— SUPPLIED RECORDS —
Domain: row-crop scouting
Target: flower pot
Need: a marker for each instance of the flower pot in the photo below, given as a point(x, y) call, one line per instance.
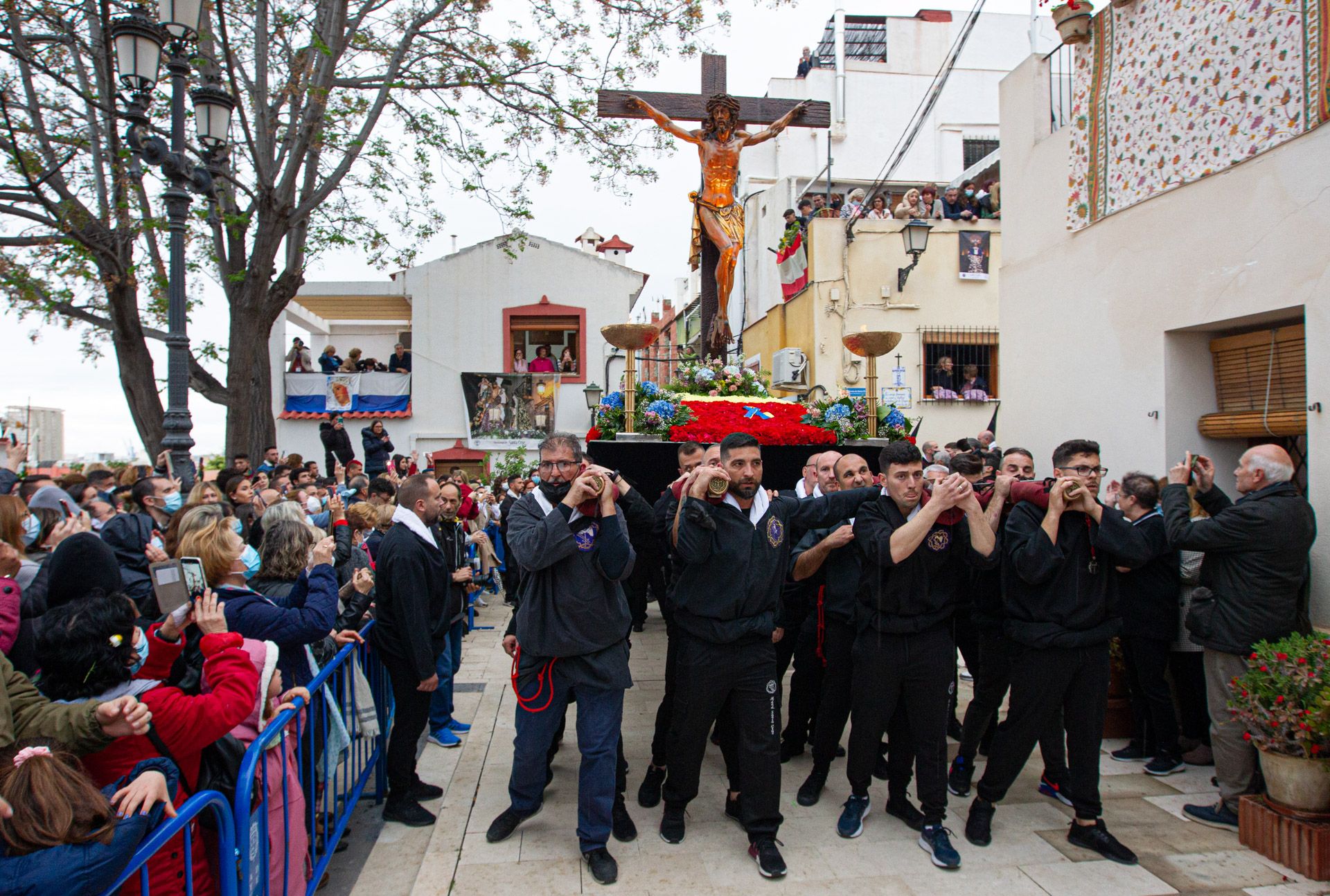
point(1297, 783)
point(1074, 24)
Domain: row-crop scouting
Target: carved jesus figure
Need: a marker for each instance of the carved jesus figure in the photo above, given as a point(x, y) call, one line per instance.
point(715, 210)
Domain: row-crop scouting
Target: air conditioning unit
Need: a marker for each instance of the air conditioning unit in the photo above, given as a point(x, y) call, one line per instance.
point(790, 370)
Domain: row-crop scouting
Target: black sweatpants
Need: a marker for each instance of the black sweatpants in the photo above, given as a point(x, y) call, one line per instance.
point(1042, 681)
point(409, 722)
point(993, 680)
point(915, 669)
point(1152, 702)
point(737, 681)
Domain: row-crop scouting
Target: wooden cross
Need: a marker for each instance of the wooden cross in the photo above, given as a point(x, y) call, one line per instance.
point(692, 107)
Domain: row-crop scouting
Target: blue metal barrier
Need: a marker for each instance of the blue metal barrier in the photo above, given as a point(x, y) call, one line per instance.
point(166, 831)
point(332, 785)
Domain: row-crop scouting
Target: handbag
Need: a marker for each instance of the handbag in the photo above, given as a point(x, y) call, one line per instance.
point(218, 767)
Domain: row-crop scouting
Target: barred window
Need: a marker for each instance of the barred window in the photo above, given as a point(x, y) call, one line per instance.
point(959, 364)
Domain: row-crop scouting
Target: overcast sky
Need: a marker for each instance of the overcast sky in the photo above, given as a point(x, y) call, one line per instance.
point(761, 43)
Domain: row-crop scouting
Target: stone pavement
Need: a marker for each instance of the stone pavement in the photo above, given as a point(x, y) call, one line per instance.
point(1030, 855)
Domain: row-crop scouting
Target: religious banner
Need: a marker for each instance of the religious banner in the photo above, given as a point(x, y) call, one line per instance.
point(341, 391)
point(506, 407)
point(1167, 93)
point(974, 254)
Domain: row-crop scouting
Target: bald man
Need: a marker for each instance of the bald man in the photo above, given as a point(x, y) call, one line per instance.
point(1256, 563)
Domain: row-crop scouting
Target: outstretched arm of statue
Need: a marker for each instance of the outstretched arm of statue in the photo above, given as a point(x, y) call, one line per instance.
point(662, 120)
point(777, 127)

— DIRECTION —
Print each of the records above exactly as written, leaving no picture in the copy.

— PROBLEM SOLUTION —
Domain: row-crop scouting
Target: flower pot
Need: a marker for each instance of the flower pot in the photo below, given as a point(x, y) call, one line per instance.
point(1297, 783)
point(1074, 24)
Domain: row-crop scouting
Target: carved jesus figure
Need: a marker for each instance of the carved jesus figure in the photo above, given as a point(x, y) call, one line per instance.
point(715, 210)
Domain: row-crop scouting
Target: air conditioning unit
Need: a marker for each instance of the air conditioning unit in the photo above, given as a point(x, y) call, one line per instance.
point(790, 370)
Domain: row-crop scouting
Target: black sweatpants
Need: a marker for each instance of the black sweatpants in the photo above, given as a point(x, y) call, one line per instance.
point(1042, 681)
point(409, 722)
point(993, 680)
point(915, 669)
point(1152, 702)
point(737, 681)
Domain: row-crop scouting
Target: wooden cross
Need: a marker for each instance of the wooden cross in the photo above, given as a point(x, y) call, one line per instance.
point(692, 107)
Domain: row-crop scouting
Target: blue metal barrier
Need: a marker for each instance of the blue metal barrier in the photo above, given as a point(x, y) call, one line per instance.
point(166, 831)
point(332, 785)
Domain: row-crop scouting
Target: handbag
Need: a marker for each instance of the handbag in the photo above, given as a point(x, y) call, one line per instance.
point(218, 767)
Domain: row-crop scouting
Target: barred window
Need: a marker for each instance of the barred window in the photo above, given as a point(x, y) call, one line per instance.
point(959, 364)
Domain: row-crop scouting
Target: overcast sky
Need: a marker for each instance of the overcast sky in the photo above, given as a point(x, y) call, one line per instance.
point(761, 43)
Domain: row-crop scouting
Target: stone pavement
Need: a marker for each instance of the stone pavement in the photo above, given as a point(x, y) call, one line per instance.
point(1030, 855)
Domain: row-crop scouting
Target: religious banner
Need: a marker for each instance of the religious banner in the photo above, given as a point(x, y) call, one line per instance.
point(341, 391)
point(506, 407)
point(1167, 93)
point(974, 254)
Domain: row-crop scouting
Target: bald man
Need: a marker for each instance of the bald man in the photo above, given as a point(x, y) call, one line per instance.
point(1256, 563)
Domain: row-crop scouting
Target: outstretched arm of statue
Need: a marker for each instance of the outstretched arm of statue in the photo above, given as a point(x, y) call, one line per instance.
point(662, 120)
point(777, 127)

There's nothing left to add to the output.